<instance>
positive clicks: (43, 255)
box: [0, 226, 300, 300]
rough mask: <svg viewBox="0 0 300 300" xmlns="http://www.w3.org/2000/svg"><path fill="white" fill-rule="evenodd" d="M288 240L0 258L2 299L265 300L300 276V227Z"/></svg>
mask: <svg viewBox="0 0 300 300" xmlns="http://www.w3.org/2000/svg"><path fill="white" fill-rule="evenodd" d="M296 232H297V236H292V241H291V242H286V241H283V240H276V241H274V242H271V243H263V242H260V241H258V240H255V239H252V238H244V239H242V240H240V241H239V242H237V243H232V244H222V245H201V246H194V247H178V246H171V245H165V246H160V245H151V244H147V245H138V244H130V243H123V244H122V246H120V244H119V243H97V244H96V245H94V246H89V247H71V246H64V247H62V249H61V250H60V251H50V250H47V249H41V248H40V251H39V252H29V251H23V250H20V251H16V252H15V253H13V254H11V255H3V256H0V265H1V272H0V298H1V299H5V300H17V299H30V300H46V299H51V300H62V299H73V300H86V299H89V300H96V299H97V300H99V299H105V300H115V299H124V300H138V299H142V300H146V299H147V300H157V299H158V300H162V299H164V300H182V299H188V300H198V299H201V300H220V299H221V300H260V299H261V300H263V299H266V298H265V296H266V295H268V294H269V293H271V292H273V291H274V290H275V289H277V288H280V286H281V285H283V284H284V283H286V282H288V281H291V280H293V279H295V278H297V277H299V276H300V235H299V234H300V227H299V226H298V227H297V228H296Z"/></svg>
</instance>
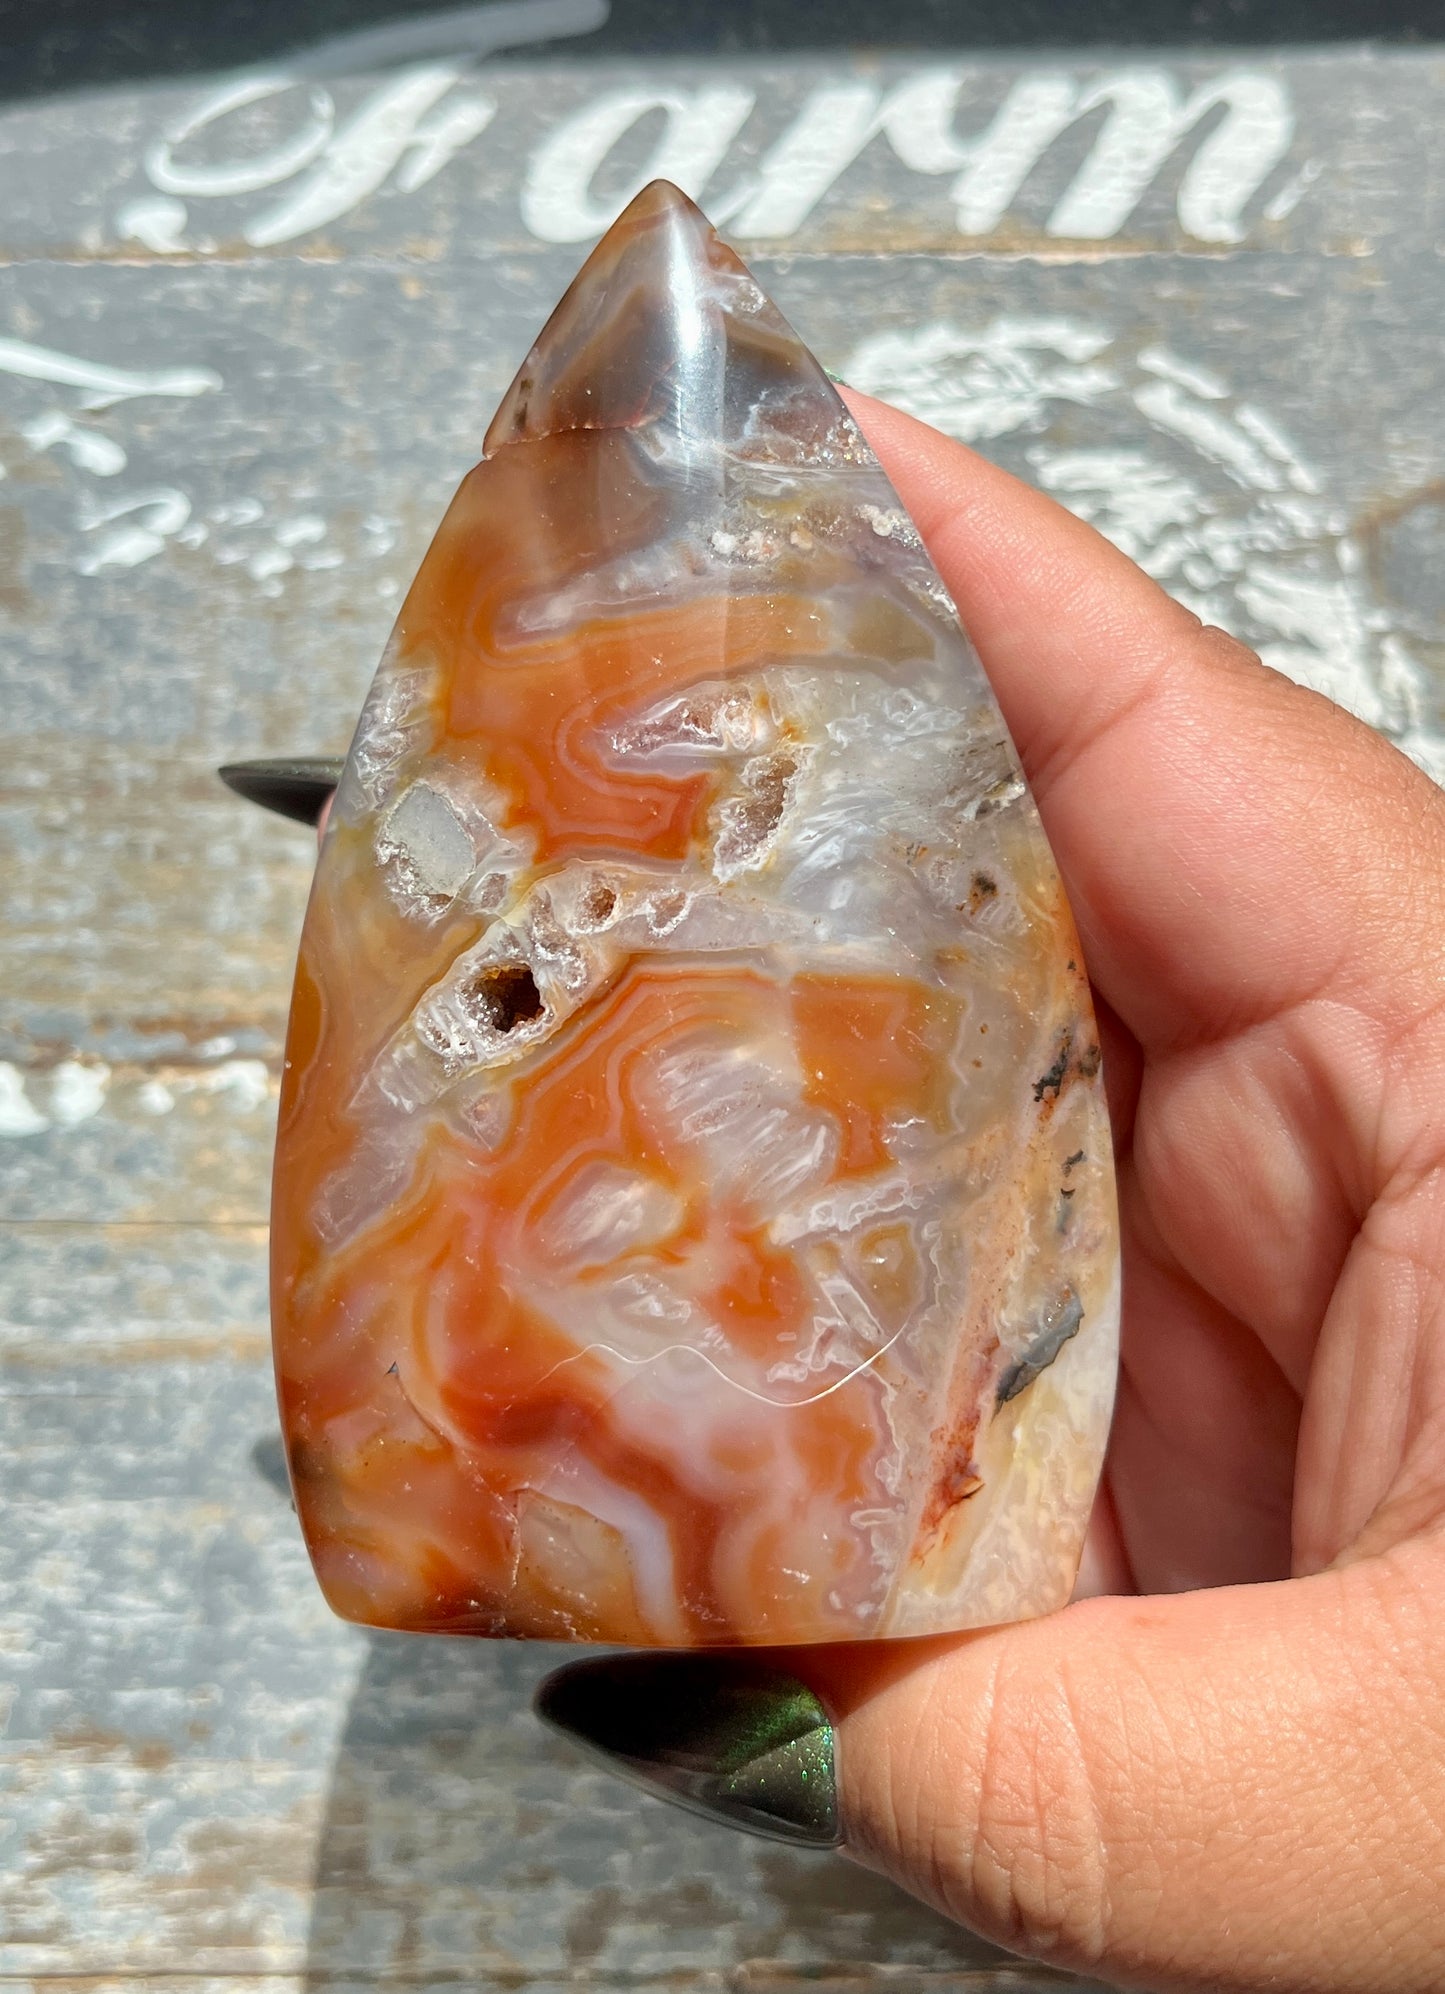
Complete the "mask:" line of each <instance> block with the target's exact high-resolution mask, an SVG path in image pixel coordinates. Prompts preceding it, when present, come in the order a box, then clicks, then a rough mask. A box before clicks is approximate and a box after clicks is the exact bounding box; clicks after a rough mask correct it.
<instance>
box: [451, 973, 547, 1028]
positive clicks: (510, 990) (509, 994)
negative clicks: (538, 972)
mask: <svg viewBox="0 0 1445 1994" xmlns="http://www.w3.org/2000/svg"><path fill="white" fill-rule="evenodd" d="M458 995H460V1001H462V1005H464V1007H466V1011H470V1013H472V1017H476V1021H478V1023H484V1025H490V1027H492V1031H500V1033H512V1031H516V1029H518V1027H520V1025H532V1023H536V1019H538V1017H540V1015H542V1009H544V1005H542V993H540V991H538V987H536V977H534V975H532V971H530V969H528V967H526V963H492V965H490V967H488V969H482V973H480V975H478V977H476V979H474V981H472V983H468V985H466V989H462V991H458Z"/></svg>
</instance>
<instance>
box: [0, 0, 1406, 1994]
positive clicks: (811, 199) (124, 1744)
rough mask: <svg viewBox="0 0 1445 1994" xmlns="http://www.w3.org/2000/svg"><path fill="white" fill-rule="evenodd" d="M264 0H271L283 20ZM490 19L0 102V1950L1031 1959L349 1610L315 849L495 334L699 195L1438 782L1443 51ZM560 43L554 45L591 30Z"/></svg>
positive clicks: (947, 419)
mask: <svg viewBox="0 0 1445 1994" xmlns="http://www.w3.org/2000/svg"><path fill="white" fill-rule="evenodd" d="M299 12H301V10H299ZM604 18H606V0H504V4H496V6H482V8H472V10H462V12H460V14H448V16H444V18H431V20H411V22H403V24H401V26H393V28H385V26H383V28H377V26H371V28H367V30H363V32H359V34H355V36H351V38H349V40H341V42H335V40H333V42H329V44H325V46H309V48H305V46H303V48H299V50H297V52H295V54H291V56H287V58H285V60H283V58H275V56H267V64H265V68H263V70H249V72H235V74H211V76H171V78H167V80H165V82H145V78H140V80H136V78H130V80H126V82H124V84H114V86H112V88H102V86H100V84H96V86H94V88H88V90H86V92H84V94H80V92H72V94H66V92H52V94H46V96H34V94H32V96H28V98H16V100H14V102H12V104H10V106H0V175H2V185H4V195H2V197H0V463H2V467H4V479H2V481H0V628H2V630H4V656H2V660H0V674H2V684H4V726H6V736H8V742H6V754H4V762H2V764H0V816H2V830H0V837H2V839H4V857H2V859H0V881H2V885H0V895H2V913H4V967H2V971H0V985H2V987H0V1198H2V1206H0V1212H2V1224H0V1316H2V1320H0V1360H2V1364H4V1372H2V1382H0V1976H8V1978H10V1980H14V1982H30V1980H34V1982H36V1984H54V1982H56V1980H66V1982H82V1980H84V1982H86V1986H90V1988H110V1986H116V1988H122V1986H126V1988H130V1986H134V1984H136V1982H138V1980H140V1982H145V1980H151V1978H153V1980H157V1982H159V1980H163V1982H165V1984H167V1986H171V1988H177V1990H185V1988H201V1986H215V1988H219V1986H223V1984H225V1986H229V1984H233V1982H245V1984H255V1986H265V1988H275V1990H277V1994H281V1990H287V1994H289V1990H293V1988H299V1986H337V1988H341V1986H355V1988H373V1986H383V1984H385V1986H393V1988H403V1990H411V1988H417V1990H421V1988H433V1986H450V1984H470V1986H478V1988H516V1990H528V1994H544V1990H552V1988H564V1986H566V1988H576V1986H600V1988H606V1986H618V1988H654V1986H666V1988H678V1990H694V1988H696V1990H702V1988H735V1990H745V1994H765V1990H773V1988H785V1986H793V1984H797V1982H807V1984H809V1986H813V1988H833V1990H841V1988H857V1986H865V1984H867V1986H873V1984H883V1986H887V1988H895V1990H903V1988H909V1990H911V1988H935V1990H939V1988H1016V1990H1022V1988H1042V1986H1052V1984H1058V1976H1048V1974H1044V1972H1040V1970H1034V1968H1011V1966H1007V1964H1003V1962H1001V1960H999V1956H995V1954H991V1952H989V1950H987V1948H983V1946H979V1944H977V1942H973V1940H971V1938H967V1936H963V1934H959V1932H955V1930H951V1928H949V1926H947V1924H945V1922H943V1920H939V1918H933V1916H931V1914H927V1912H923V1910H919V1908H917V1906H913V1904H909V1902H907V1900H905V1898H903V1896H901V1894H897V1892H895V1890H891V1888H889V1886H885V1884H881V1882H873V1880H869V1878H867V1876H863V1874H859V1872H855V1870H851V1868H849V1866H845V1864H841V1862H835V1860H833V1858H809V1856H803V1854H791V1852H785V1850H769V1848H767V1846H763V1844H753V1842H745V1840H741V1838H735V1836H731V1834H729V1832H725V1830H712V1828H708V1827H706V1825H702V1823H696V1821H692V1819H686V1817H676V1815H672V1813H668V1811H664V1809H662V1807H658V1805H654V1803H646V1801H640V1799H636V1797H634V1795H632V1793H628V1791H626V1789H622V1787H618V1785H614V1783H610V1781H606V1779H604V1777H600V1775H594V1773H590V1771H580V1769H578V1765H576V1763H574V1759H572V1757H570V1755H568V1753H566V1751H564V1749H562V1747H560V1745H554V1743H550V1741H548V1739H544V1737H542V1735H540V1733H538V1729H536V1727H534V1725H532V1721H530V1717H528V1711H526V1699H528V1691H530V1685H532V1681H534V1679H536V1677H538V1675H540V1673H542V1671H544V1669H546V1667H550V1665H552V1663H554V1659H556V1653H554V1651H538V1649H526V1647H518V1649H510V1647H492V1645H468V1643H446V1641H425V1639H371V1637H367V1635H365V1633H361V1631H357V1629H351V1627H343V1625H339V1623H337V1621H333V1619H331V1617H329V1615H327V1611H325V1607H323V1605H321V1599H319V1595H317V1591H315V1585H313V1583H311V1577H309V1571H307V1563H305V1555H303V1551H301V1543H299V1537H297V1529H295V1521H293V1515H291V1509H289V1503H287V1496H285V1478H283V1470H281V1456H279V1444H277V1432H275V1414H273V1404H271V1380H269V1362H267V1308H265V1274H263V1266H265V1208H267V1170H269V1145H271V1117H273V1103H275V1081H277V1069H279V1049H281V1031H283V1021H285V1007H287V983H289V967H291V955H293V945H295V937H297V929H299V923H301V909H303V899H305V891H307V877H309V867H311V845H309V837H307V835H305V833H303V831H299V830H289V828H285V826H281V824H279V822H275V820H265V818H261V816H259V814H257V812H251V810H247V808H243V806H241V804H237V802H233V800H231V798H229V796H227V794H225V792H223V790H221V788H219V784H217V782H215V778H213V774H211V770H213V766H215V764H217V762H221V760H227V758H233V756H245V754H259V752H333V750H341V748H345V742H347V734H349V724H351V718H353V716H355V710H357V704H359V700H361V694H363V688H365V684H367V678H369V674H371V670H373V664H375V658H377V654H379V650H381V644H383V640H385V634H387V626H389V620H391V614H393V610H395V604H397V598H399V594H401V590H403V586H405V582H407V578H409V576H411V572H413V568H415V564H417V560H419V558H421V552H423V548H425V542H427V536H429V532H431V526H433V522H434V520H436V518H438V514H440V510H442V506H444V502H446V498H448V495H450V491H452V487H454V483H456V479H458V477H460V475H462V473H464V471H466V467H468V465H470V461H472V457H474V453H476V447H478V439H480V435H482V429H484V423H486V417H488V413H490V409H492V403H494V399H496V395H498V393H500V389H502V387H504V383H506V381H508V377H510V373H512V369H514V365H516V361H518V359H520V355H522V353H524V349H526V345H528V343H530V339H532V335H534V331H536V327H538V325H540V323H542V317H544V315H546V311H548V307H550V305H552V301H554V299H556V297H558V293H560V291H562V287H564V283H566V279H568V277H570V275H572V271H574V267H576V263H578V259H580V255H582V249H584V245H586V241H588V239H590V237H592V235H594V233H596V231H598V227H600V225H602V223H604V221H606V219H608V217H610V215H612V213H614V211H616V207H618V205H620V201H622V199H624V197H626V193H628V191H630V189H632V187H634V185H636V183H640V179H644V177H648V175H650V173H652V171H668V173H672V177H676V179H680V181H684V185H688V187H690V189H692V191H696V193H700V195H702V197H704V199H706V201H708V205H710V207H712V209H714V213H716V215H720V219H723V217H725V219H727V225H729V227H731V231H733V233H735V237H737V239H739V243H741V245H743V249H745V253H749V257H751V259H753V263H755V267H757V271H759V275H761V279H763V281H765V283H767V285H769V287H771V289H773V293H775V295H777V299H779V301H781V305H783V309H785V311H787V313H789V315H791V317H793V321H795V325H797V327H799V329H801V331H803V335H805V337H807V339H809V341H811V343H813V347H815V349H817V351H819V355H821V357H823V359H825V361H827V363H829V365H831V367H835V369H837V371H841V373H843V375H847V377H849V379H853V381H857V383H859V385H865V387H873V389H877V391H879V393H885V395H891V397H893V399H899V401H905V403H909V405H911V407H915V409H919V411H921V413H925V415H929V417H931V419H933V421H939V423H941V425H943V427H949V429H953V431H955V433H959V435H967V437H971V439H975V441H977V443H981V447H985V449H987V451H991V453H997V455H999V457H1001V459H1003V461H1007V463H1009V465H1012V467H1016V469H1020V471H1024V473H1026V475H1030V477H1034V479H1038V481H1040V483H1044V485H1048V487H1050V489H1054V491H1056V493H1058V495H1060V497H1062V498H1064V500H1066V502H1070V504H1074V506H1076V508H1080V510H1084V512H1088V514H1090V516H1094V518H1098V520H1100V524H1102V526H1104V528H1106V530H1108V532H1112V534H1114V538H1118V540H1120V542H1122V544H1126V546H1128V548H1130V552H1134V554H1136V556H1138V558H1142V560H1144V562H1146V564H1148V566H1152V568H1154V572H1158V574H1162V576H1164V578H1166V580H1168V584H1170V586H1172V588H1176V590H1178V592H1180V594H1184V596H1188V598H1190V600H1192V602H1196V604H1200V606H1202V608H1206V610H1208V614H1212V616H1214V618H1218V620H1222V622H1228V624H1230V626H1234V628H1236V630H1240V632H1242V634H1246V636H1250V638H1252V640H1254V642H1256V644H1260V646H1262V648H1264V652H1266V654H1268V656H1270V658H1274V660H1276V662H1280V664H1282V666H1284V668H1286V670H1292V672H1296V674H1300V676H1303V678H1309V680H1313V682H1315V684H1319V686H1323V688H1325V690H1329V692H1333V694H1335V696H1337V698H1341V700H1345V702H1349V704H1353V706H1355V708H1357V710H1359V712H1363V714H1365V716H1367V718H1369V720H1371V722H1375V724H1377V726H1383V728H1387V730H1389V732H1393V734H1395V736H1397V738H1399V740H1401V742H1403V744H1405V748H1407V750H1409V752H1413V754H1415V756H1417V758H1421V760H1423V762H1425V764H1427V766H1431V768H1435V770H1439V768H1445V752H1443V734H1441V720H1443V706H1441V688H1443V686H1445V580H1443V576H1445V399H1443V397H1441V393H1439V327H1441V315H1443V309H1441V307H1445V267H1443V263H1441V241H1443V235H1445V229H1443V221H1445V177H1443V167H1441V152H1439V144H1437V140H1435V128H1437V120H1439V104H1441V88H1443V86H1445V56H1443V54H1441V50H1439V48H1431V46H1417V48H1401V50H1395V52H1371V50H1367V48H1339V50H1313V52H1298V54H1278V52H1274V54H1272V52H1268V50H1260V48H1254V50H1250V52H1238V54H1230V52H1218V50H1216V52H1202V54H1194V56H1190V54H1180V52H1178V50H1158V52H1150V50H1134V52H1130V54H1126V56H1124V54H1120V56H1106V58H1100V56H1098V54H1096V52H1078V54H1074V56H1070V54H1068V52H1062V54H1054V56H1048V58H1044V56H1032V54H1028V56H1018V58H1009V56H1003V54H991V56H981V54H971V52H967V50H959V52H949V50H937V48H935V50H933V52H929V54H927V56H911V58H905V56H873V58H869V60H861V58H857V60H855V58H849V56H847V54H795V56H789V58H759V56H747V54H737V56H708V58H706V60H704V58H698V60H682V58H678V60H662V58H648V60H642V58H626V56H616V54H598V52H596V50H594V48H592V46H590V42H588V36H590V34H592V32H594V30H596V28H598V26H600V24H602V22H604ZM604 46H606V44H604Z"/></svg>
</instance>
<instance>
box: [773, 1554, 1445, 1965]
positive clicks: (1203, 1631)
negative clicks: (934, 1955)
mask: <svg viewBox="0 0 1445 1994" xmlns="http://www.w3.org/2000/svg"><path fill="white" fill-rule="evenodd" d="M1441 1565H1445V1559H1443V1557H1441V1553H1439V1551H1437V1549H1433V1547H1427V1545H1421V1543H1415V1545H1407V1547H1401V1551H1397V1553H1391V1555H1389V1557H1383V1559H1375V1561H1369V1563H1357V1565H1351V1567H1345V1569H1335V1571H1327V1573H1321V1575H1317V1577H1311V1579H1296V1581H1288V1583H1280V1585H1252V1587H1234V1589H1222V1591H1210V1593H1186V1595H1174V1597H1168V1599H1116V1597H1114V1599H1090V1601H1080V1603H1076V1605H1072V1607H1068V1609H1066V1611H1064V1613H1058V1615H1054V1617H1050V1619H1042V1621H1032V1623H1026V1625H1020V1627H1007V1629H997V1631H989V1633H985V1635H977V1637H969V1639H963V1641H957V1639H955V1641H949V1643H929V1645H927V1649H925V1647H923V1645H921V1643H909V1645H907V1647H897V1649H893V1651H885V1655H879V1651H873V1653H869V1651H867V1649H847V1651H831V1653H823V1651H819V1653H817V1657H815V1665H811V1663H809V1665H805V1667H803V1669H801V1671H799V1673H805V1675H807V1677H809V1685H811V1687H813V1689H815V1693H817V1695H819V1697H821V1701H823V1703H825V1707H829V1709H831V1711H833V1715H835V1731H837V1753H835V1763H837V1771H839V1799H841V1821H843V1834H845V1840H847V1850H849V1854H853V1856H857V1858H859V1860H863V1862H867V1864H869V1866H875V1868H881V1870H885V1872H887V1874H891V1876H893V1878H895V1880H899V1882H903V1884H905V1886H907V1888H911V1890H913V1892H917V1894H919V1896H925V1898H929V1900H931V1902H933V1904H937V1906H939V1908H941V1910H945V1912H947V1914H949V1916H953V1918H959V1920H961V1922H965V1924H969V1926H973V1928H975V1930H981V1932H985V1934H987V1936H989V1938H995V1940H997V1942H1001V1944H1007V1946H1012V1948H1016V1950H1024V1952H1030V1954H1036V1956H1040V1958H1048V1960H1050V1962H1054V1964H1060V1966H1072V1968H1082V1970H1092V1972H1100V1974H1104V1976H1108V1978H1116V1980H1122V1982H1128V1984H1140V1986H1150V1988H1190V1990H1204V1988H1208V1990H1226V1988H1230V1990H1232V1988H1240V1990H1244V1988H1250V1990H1258V1988H1264V1986H1268V1988H1278V1990H1284V1988H1292V1990H1294V1988H1298V1990H1301V1994H1303V1990H1309V1994H1321V1990H1325V1988H1329V1990H1345V1988H1359V1990H1369V1994H1383V1990H1391V1994H1393V1990H1407V1988H1409V1990H1415V1988H1419V1990H1425V1988H1439V1986H1441V1950H1439V1946H1441V1932H1439V1904H1437V1902H1433V1892H1435V1890H1437V1880H1439V1874H1441V1823H1443V1821H1445V1775H1443V1773H1441V1729H1445V1727H1443V1725H1441V1711H1439V1695H1437V1689H1435V1687H1433V1685H1439V1681H1441V1663H1443V1661H1445V1655H1443V1649H1445V1643H1443V1641H1441V1637H1439V1633H1437V1629H1435V1627H1433V1625H1431V1619H1433V1615H1431V1609H1429V1599H1431V1597H1439V1587H1441V1577H1443V1571H1441ZM1435 1617H1437V1615H1435Z"/></svg>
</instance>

···

# [Exercise instructions]
Take the lines above from the one containing "box: [451, 973, 547, 1028]" down to the one containing "positive clicks: (811, 199) (124, 1744)", and transcribe them exactly, both ends included.

# [The completed task]
box: [451, 973, 547, 1028]
positive clicks: (510, 990) (509, 994)
negative clicks: (538, 972)
mask: <svg viewBox="0 0 1445 1994" xmlns="http://www.w3.org/2000/svg"><path fill="white" fill-rule="evenodd" d="M458 995H460V1001H462V1005H464V1007H466V1011H470V1013H472V1017H476V1021H478V1023H484V1025H490V1027H492V1031H500V1033H512V1031H516V1029H518V1027H520V1025H532V1023H536V1019H538V1017H540V1015H542V1009H544V1005H542V993H540V991H538V987H536V977H534V975H532V971H530V969H528V967H526V963H492V965H490V967H488V969H482V973H480V975H478V977H476V979H474V981H472V983H468V985H466V989H462V991H458Z"/></svg>
</instance>
<instance>
box: [0, 0, 1406, 1994]
positive clicks: (811, 199) (124, 1744)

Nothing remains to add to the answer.